[start Records for this task]

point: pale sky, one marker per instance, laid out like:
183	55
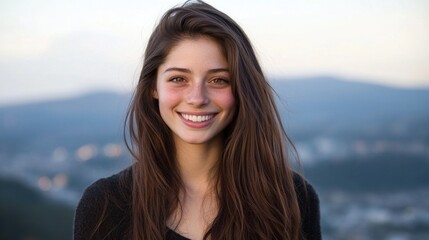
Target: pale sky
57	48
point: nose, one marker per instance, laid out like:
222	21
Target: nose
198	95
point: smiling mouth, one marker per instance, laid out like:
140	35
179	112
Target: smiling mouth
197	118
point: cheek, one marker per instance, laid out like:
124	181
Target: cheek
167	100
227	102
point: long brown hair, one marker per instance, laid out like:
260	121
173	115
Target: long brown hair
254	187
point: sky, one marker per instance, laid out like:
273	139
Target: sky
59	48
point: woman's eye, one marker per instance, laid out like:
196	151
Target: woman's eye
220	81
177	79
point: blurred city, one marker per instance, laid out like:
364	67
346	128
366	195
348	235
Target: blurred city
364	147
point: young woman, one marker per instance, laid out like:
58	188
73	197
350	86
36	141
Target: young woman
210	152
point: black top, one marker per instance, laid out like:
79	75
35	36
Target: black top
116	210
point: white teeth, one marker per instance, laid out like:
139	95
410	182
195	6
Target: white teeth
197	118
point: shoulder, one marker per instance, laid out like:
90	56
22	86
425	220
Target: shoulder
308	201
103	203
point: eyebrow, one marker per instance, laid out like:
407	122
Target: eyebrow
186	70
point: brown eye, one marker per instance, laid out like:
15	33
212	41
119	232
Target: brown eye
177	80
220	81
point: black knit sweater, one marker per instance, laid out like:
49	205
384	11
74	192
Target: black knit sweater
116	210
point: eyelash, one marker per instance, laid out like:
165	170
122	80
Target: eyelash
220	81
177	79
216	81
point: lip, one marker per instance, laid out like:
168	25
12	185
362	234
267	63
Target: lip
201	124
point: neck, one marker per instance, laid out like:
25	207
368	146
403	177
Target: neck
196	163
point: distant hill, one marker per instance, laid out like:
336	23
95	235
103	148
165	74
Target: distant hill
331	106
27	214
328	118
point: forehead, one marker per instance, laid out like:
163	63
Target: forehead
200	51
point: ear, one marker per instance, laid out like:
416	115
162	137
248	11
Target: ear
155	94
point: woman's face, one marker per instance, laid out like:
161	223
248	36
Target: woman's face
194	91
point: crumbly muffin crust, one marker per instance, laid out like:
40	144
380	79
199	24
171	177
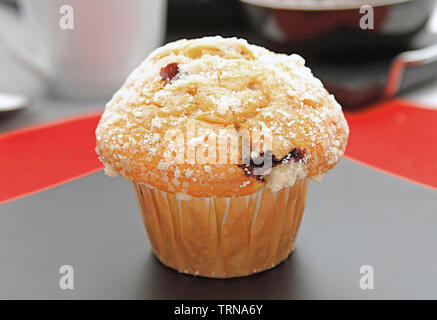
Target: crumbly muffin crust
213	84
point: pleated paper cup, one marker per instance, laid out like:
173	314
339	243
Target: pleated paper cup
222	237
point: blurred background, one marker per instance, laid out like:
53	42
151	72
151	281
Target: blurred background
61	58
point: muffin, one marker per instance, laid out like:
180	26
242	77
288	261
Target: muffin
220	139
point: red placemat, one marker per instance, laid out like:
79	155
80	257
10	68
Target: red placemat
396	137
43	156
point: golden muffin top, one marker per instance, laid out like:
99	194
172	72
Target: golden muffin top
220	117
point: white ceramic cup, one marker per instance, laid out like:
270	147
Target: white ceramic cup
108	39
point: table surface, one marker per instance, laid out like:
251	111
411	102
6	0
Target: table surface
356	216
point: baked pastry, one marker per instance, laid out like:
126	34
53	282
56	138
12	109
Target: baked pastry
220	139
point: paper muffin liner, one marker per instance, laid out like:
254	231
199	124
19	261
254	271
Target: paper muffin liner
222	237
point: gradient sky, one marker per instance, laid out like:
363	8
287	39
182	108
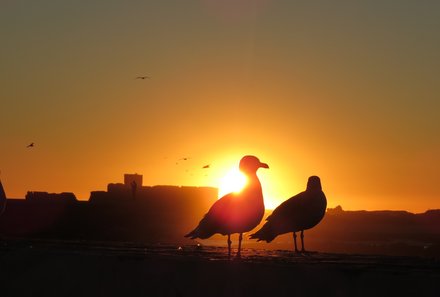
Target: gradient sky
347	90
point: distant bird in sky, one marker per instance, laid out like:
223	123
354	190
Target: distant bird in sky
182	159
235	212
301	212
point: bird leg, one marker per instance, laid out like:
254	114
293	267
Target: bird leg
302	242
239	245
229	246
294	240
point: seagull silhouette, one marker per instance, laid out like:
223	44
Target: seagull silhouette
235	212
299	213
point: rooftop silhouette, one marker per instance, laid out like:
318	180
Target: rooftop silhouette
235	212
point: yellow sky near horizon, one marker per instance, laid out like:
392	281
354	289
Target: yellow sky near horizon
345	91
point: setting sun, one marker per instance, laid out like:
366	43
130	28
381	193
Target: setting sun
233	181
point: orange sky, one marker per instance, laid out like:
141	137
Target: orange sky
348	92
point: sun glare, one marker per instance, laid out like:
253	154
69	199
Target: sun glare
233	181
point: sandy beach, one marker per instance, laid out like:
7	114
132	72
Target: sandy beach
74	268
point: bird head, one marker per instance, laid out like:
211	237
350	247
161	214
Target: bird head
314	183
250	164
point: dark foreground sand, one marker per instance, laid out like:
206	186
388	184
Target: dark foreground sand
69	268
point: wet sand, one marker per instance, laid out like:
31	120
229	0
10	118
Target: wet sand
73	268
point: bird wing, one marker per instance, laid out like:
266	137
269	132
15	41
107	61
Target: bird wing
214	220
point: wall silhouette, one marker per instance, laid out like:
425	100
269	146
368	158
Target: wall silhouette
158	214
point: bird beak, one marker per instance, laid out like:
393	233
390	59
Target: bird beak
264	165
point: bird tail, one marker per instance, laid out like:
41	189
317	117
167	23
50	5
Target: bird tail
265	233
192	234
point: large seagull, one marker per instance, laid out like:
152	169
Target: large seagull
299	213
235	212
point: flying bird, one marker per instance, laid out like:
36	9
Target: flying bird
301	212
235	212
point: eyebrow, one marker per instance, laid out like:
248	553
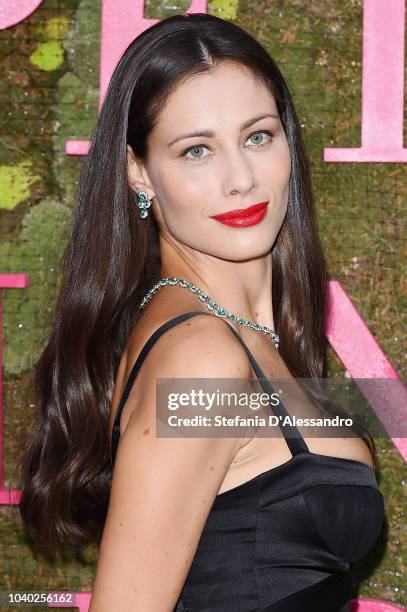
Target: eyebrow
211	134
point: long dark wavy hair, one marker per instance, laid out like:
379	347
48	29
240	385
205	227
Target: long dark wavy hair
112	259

[end Records for this task]
[start Records for this task]

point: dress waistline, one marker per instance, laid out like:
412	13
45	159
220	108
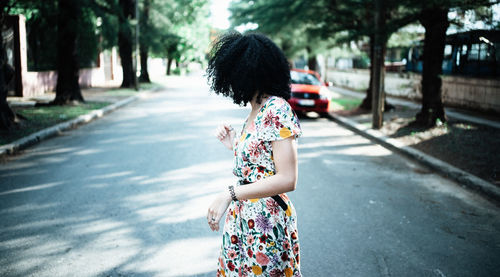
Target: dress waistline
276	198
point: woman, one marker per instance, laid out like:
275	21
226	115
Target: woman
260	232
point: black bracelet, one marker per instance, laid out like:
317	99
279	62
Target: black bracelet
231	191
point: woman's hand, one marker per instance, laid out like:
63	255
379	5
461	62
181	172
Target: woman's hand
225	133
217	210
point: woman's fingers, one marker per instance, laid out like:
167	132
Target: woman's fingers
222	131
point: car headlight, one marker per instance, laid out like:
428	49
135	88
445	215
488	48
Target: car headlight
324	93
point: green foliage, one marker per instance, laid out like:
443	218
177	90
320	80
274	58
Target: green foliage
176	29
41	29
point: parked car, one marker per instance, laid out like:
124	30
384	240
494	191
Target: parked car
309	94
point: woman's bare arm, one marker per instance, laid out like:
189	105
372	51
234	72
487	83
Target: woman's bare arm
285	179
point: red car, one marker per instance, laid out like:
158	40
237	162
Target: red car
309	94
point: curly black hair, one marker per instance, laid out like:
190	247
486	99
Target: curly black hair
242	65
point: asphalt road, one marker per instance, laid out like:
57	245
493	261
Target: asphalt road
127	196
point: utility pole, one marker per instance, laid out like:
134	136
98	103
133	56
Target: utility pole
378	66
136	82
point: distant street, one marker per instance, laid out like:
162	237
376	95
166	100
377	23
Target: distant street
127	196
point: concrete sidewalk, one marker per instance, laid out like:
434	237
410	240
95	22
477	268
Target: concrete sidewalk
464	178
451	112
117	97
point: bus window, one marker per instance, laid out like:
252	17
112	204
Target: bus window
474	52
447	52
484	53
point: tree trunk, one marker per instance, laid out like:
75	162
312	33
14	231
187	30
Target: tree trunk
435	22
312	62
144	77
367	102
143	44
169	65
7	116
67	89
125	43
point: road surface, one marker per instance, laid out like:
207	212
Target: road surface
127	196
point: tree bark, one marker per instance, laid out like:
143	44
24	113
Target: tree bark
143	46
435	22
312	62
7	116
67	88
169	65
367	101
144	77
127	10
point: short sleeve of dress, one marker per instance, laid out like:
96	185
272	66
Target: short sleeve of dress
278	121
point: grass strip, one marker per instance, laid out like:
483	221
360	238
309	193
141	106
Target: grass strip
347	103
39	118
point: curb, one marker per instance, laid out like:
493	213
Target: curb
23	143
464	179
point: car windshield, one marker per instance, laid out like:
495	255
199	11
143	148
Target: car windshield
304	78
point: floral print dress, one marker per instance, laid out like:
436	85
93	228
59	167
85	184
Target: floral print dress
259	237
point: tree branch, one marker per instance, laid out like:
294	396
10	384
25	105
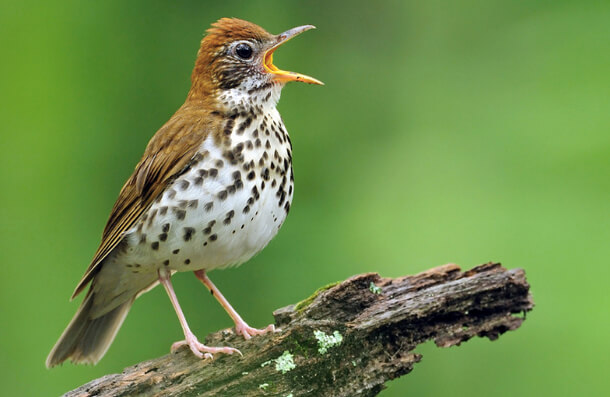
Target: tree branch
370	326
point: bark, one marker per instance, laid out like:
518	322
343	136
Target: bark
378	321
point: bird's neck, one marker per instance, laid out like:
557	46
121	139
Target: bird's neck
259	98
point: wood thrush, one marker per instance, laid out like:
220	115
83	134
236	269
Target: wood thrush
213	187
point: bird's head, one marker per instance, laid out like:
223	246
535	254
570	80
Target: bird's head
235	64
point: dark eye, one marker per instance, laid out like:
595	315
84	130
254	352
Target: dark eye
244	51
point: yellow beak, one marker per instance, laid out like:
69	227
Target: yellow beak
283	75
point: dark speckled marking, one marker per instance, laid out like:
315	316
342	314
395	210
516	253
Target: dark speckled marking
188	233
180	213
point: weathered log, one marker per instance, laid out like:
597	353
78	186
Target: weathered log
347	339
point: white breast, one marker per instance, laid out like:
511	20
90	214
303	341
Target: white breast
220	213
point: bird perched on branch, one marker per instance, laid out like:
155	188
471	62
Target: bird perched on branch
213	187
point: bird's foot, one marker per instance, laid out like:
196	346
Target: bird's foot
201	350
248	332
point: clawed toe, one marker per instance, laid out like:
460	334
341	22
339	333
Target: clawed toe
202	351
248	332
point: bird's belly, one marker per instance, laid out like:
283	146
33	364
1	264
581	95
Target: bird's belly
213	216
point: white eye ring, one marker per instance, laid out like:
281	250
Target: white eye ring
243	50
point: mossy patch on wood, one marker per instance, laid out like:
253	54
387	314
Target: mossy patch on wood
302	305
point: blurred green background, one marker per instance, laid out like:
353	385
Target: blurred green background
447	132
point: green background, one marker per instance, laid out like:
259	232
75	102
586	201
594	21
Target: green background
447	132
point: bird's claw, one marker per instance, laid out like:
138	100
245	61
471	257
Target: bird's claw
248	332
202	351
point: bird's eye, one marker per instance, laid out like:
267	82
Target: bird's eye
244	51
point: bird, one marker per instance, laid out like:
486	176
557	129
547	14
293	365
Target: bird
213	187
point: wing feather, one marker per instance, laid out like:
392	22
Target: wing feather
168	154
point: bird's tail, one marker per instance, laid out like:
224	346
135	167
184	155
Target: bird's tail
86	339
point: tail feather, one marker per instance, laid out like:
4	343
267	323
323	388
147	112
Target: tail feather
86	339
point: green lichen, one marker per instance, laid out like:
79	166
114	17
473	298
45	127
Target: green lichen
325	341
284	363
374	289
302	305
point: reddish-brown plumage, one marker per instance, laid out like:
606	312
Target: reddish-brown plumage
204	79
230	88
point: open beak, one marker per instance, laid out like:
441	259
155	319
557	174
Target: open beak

[end Records for this task]
[start Records for this task]

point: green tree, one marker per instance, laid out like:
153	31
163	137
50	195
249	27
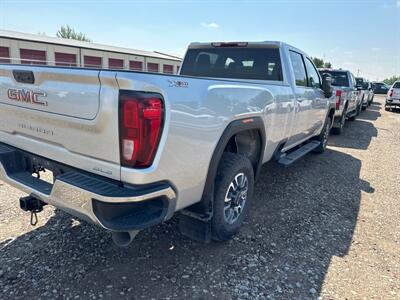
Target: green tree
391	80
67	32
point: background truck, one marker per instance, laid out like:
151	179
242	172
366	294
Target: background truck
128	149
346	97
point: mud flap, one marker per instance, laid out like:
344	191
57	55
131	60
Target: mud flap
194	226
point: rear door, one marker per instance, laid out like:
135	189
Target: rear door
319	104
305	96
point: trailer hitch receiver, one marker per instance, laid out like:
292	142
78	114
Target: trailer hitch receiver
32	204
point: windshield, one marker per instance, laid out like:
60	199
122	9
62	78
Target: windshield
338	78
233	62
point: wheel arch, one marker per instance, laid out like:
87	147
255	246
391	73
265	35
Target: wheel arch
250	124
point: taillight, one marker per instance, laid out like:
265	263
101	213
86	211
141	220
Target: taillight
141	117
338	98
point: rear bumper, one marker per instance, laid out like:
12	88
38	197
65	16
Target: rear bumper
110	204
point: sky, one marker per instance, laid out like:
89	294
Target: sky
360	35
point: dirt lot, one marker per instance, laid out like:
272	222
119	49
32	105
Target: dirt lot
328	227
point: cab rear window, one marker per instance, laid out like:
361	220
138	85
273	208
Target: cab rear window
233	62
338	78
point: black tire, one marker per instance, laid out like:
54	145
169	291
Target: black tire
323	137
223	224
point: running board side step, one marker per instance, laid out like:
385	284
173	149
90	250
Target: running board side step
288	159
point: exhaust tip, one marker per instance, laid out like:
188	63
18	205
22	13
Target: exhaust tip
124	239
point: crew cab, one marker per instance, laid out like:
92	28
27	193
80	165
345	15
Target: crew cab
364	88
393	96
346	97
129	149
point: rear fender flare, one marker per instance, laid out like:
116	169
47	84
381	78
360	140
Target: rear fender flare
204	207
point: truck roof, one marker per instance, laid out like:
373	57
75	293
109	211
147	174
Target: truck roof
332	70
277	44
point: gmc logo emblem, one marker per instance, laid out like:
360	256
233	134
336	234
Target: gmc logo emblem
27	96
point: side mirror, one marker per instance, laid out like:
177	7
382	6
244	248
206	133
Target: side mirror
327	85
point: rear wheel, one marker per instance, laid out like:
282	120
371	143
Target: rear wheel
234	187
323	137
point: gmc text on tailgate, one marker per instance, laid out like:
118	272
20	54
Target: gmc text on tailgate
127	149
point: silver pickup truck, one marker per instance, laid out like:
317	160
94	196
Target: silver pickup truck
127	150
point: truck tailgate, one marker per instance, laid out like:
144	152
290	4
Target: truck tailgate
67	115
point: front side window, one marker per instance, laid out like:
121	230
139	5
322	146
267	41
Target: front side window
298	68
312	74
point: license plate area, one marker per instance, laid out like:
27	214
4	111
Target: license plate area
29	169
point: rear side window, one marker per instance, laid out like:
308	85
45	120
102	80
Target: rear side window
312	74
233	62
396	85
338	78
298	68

[end Records for this task]

— What is expected —
Extract every line of the listing that contains the string "strip", matching case exactly.

— Result of the task —
point: grass strip, one marker per instance, laid out like:
Target: grass strip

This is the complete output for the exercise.